*What you should do*. Repeat each line of the data exactly as written.

[Records from a data source]
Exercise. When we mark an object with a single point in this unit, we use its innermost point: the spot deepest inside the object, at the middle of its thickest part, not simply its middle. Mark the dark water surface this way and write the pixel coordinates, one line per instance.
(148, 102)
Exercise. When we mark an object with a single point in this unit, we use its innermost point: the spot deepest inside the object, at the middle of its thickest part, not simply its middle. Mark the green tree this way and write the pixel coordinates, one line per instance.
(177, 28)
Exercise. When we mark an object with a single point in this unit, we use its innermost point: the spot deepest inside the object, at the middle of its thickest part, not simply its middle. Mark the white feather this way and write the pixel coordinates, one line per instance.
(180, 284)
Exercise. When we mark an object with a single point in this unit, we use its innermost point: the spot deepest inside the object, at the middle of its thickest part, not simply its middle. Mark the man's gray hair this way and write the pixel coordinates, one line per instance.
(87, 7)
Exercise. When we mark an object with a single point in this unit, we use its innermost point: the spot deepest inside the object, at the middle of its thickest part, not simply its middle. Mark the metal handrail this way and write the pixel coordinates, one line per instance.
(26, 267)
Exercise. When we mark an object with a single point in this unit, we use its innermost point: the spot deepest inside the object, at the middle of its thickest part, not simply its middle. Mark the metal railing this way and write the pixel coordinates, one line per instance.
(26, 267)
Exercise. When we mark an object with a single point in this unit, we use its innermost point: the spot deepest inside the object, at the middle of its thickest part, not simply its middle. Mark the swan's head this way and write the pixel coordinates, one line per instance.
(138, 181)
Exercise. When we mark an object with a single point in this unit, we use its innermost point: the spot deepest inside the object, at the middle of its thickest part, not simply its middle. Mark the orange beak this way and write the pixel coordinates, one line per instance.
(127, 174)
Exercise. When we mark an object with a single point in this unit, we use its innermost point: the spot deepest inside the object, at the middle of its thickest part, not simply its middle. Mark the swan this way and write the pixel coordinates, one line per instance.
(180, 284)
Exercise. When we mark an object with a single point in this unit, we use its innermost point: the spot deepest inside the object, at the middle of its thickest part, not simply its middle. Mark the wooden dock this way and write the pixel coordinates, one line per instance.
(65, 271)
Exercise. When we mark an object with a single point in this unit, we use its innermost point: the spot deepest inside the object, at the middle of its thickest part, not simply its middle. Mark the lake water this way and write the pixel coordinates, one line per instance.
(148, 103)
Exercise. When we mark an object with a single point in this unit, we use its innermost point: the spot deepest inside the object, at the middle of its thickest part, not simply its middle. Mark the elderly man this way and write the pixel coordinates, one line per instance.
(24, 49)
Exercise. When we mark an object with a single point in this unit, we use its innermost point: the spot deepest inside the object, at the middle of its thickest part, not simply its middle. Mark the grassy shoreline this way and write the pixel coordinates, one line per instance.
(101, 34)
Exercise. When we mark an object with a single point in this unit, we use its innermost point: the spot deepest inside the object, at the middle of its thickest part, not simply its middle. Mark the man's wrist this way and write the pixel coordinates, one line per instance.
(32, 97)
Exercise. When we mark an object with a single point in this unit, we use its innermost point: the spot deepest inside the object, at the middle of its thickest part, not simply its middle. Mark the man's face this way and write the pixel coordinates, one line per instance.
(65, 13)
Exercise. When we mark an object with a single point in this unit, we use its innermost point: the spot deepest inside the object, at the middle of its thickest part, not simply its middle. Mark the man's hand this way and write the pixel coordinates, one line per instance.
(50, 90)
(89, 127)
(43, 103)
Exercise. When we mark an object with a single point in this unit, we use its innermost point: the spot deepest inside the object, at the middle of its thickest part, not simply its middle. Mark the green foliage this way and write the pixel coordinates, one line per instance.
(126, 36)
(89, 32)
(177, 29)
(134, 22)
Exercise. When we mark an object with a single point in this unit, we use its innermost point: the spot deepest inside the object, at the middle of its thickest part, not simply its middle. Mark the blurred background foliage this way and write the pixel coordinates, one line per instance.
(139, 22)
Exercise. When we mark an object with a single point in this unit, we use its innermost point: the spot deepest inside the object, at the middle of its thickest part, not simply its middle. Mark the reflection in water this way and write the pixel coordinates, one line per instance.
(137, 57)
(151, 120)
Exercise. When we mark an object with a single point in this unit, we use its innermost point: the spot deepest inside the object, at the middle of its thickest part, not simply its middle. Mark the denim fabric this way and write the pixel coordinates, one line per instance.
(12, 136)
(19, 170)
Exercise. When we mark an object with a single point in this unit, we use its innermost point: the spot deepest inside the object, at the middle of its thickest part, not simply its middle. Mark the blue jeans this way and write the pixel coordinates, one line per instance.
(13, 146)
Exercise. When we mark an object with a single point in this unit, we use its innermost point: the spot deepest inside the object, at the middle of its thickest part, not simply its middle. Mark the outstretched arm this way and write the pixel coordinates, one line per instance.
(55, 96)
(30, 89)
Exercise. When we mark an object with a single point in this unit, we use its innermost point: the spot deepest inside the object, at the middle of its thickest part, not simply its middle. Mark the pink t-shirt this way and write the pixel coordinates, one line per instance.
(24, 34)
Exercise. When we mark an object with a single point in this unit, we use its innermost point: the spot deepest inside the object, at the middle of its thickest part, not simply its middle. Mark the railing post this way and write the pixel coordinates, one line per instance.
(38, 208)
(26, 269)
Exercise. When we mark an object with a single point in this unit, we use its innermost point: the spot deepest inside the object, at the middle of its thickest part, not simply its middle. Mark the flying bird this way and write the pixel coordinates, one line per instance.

*Solution for this exercise*.
Exercise. When we mark an object with a single point in this unit, we use its innermost point: the spot deepest inside the object, at the middle of its thickest part, not simply its middle. Mark the dark water surface this way and write the pixel coordinates, one line per instance.
(148, 102)
Exercise. When we mark an object with a single point in this unit, we use its innermost point: the spot deepest inside the object, at the middle of its thickest part, not simply its middle. Mark the green tree this way and write the pixel coordinates, one line per instance.
(177, 28)
Exercise. When we mark an object with a single point in this unit, we use its innermost point: the spot deepest inside the object, at the middle of its thickest part, not simply its middle. Mark the white feather this way and write the pixel coordinates, one line per instance.
(180, 284)
Exercise. When we mark an object with a single point in this unit, we use its innermost point: the spot deepest inside the object, at the middle of its thickest part, not simply its middle. Mark the man's gray hair this way and write the pixel coordinates, one line per instance.
(87, 7)
Exercise. When we mark an object with a single point in this unit, we use its innermost point: the spot deepest inside the object, at the middle of its thickest part, not simply its middle. Mark the metal handrail this way and write the pixel coordinates, one line per instance.
(26, 267)
Exercise. When we mark an object with a single point in this unit, we use its innermost point: the spot deepest inside the object, at the middle of its thickest part, not simply its middle. Mark the metal railing this way and write the pixel coordinates, one line per instance.
(26, 267)
Exercise. When we mark an object with a single point in this unit, we use its innermost point: the spot deepest inside the object, at the middle of its thickest part, not simply its middle. Mark the swan's head this way and write the pixel coordinates, one line per instance.
(138, 181)
Exercise. When we mark an object with a single point in this unit, we use its innermost point: the spot deepest inside the object, at the middle of its thickest part, not simply its middle. Mark the orange beak this way and write the pixel coordinates, one line per instance.
(127, 174)
Exercise. When we mark an object with a single point in this unit, we use its innermost point: the spot deepest inside the object, at the middle of its thickest part, not simply its middle. Mark the swan this way and write the pixel coordinates, one line per instance.
(180, 284)
Exercise. When we mark an object with a single point in this unit, we use its innermost point: the spot deepest inside the object, at the middle of its thickest part, not simply its middle. Mark the wooden dock this way and write the pixel coordinates, one line per instance.
(65, 271)
Exercise. When we mark an object with a single point in this unit, we use its innermost point: the spot deepest inside the object, at the middle of its thickest part, not simply its middle. Mark the lake water this way and write the pixel coordinates, one line per instance.
(148, 103)
Exercise. When we mark an object with a single point in this unit, we use its innermost point: the spot deepest inside the object, at the middle of its thickest part, not simply its middle. Mark the elderly man this way and write the pixel coordinates, one line per instance.
(24, 49)
Exercise. When we mark an object with a single point in this unit, we use its innermost point: the spot deepest inside the object, at the middle of its thickest part, not simply its middle. Mark the grassy shoreline this way and write the pixel coordinates, one line per instance.
(101, 34)
Exercise. When we mark an object with a single point in this unit, we use its innermost point: the spot deepest inside the object, at the middle of its thickest part, not simply its middle. Mark the man's wrist this way and write the pixel coordinates, one line per instance.
(32, 97)
Exercise. When we mark an object with a single point in this unit, we use its innermost point: the spot deepest inside the object, at the middle of its thickest part, not simply its middle. Mark the man's face this way and write the pixel coordinates, one line per instance.
(65, 13)
Exercise. When we mark an object with a single point in this unit, we use its innermost point: the spot deepest inside the object, at the middle of its thickest part, not simply its middle. Mark the man's hand this way and write the pixel coordinates, one line per instance.
(50, 90)
(89, 127)
(43, 103)
Exercise. When we mark an object with a single point in this unit, we use its innermost point: the spot deepest inside the object, at the middle of its thickest part, not simply its middle. Mark the green foliage this way and write the pixel coordinates, one line per instance.
(126, 36)
(89, 32)
(177, 29)
(134, 22)
Exercise. When we mark an object with a single point in this unit, we use its innermost point: the spot deepest inside the object, at the middle of its thickest part, not simply its middle. Mark the blurred background foliage this way and write the pixel coordinates, one line per instance.
(139, 22)
Exercise. When we mark an object with a single point in this unit, we use its innermost point: the spot deepest inside the object, at the middle of its thickest part, not simply its middle. Mark the reflection in water this way and write the pixel coordinates, one line per instance.
(137, 57)
(151, 120)
Exercise. When we mark an object with a single point in this unit, we use its innermost point: the spot deepest inside the object, at the middle of its thickest part, not simply its middle. Mark the denim fabric this way and write the pixel coordinates, one line per instance.
(12, 136)
(19, 170)
Exercise. When we mark an object with a single point in this unit, we use its innermost point: the spot deepest inside the object, at the middle of its thickest part, not simply its middle. Mark the blue jeans this way and write the pixel coordinates, one line per instance.
(13, 146)
Exercise. When we mark an object with a single point in this unit, we use its innermost point: the spot deepest inside the object, at the middle of its thickest part, not simply its middle. Mark the outstretched arm this way and write the pixel coordinates, one line per instance.
(55, 96)
(30, 89)
Exercise. When we mark an object with a single point in this unit, we use its innermost point: the spot deepest inside the object, at the middle of its thickest part, not simply its middle. Mark the pink t-shirt this way and write the pixel coordinates, one line per instance.
(24, 34)
Exercise. When we mark an object with a single point in this unit, we use its innermost point: the spot deepest inside the object, at the middle of its thickest part, not simply its middle. Mark the railing post this way and write the pixel coordinates, one line per instance.
(38, 208)
(26, 269)
Exercise. When we mark an object with a single point in this unit, we use its innermost point: the spot deepest inside the object, at the middle of its thickest part, not simply its middle. Mark the flying bird this way and write the pixel coordinates, one line per instance.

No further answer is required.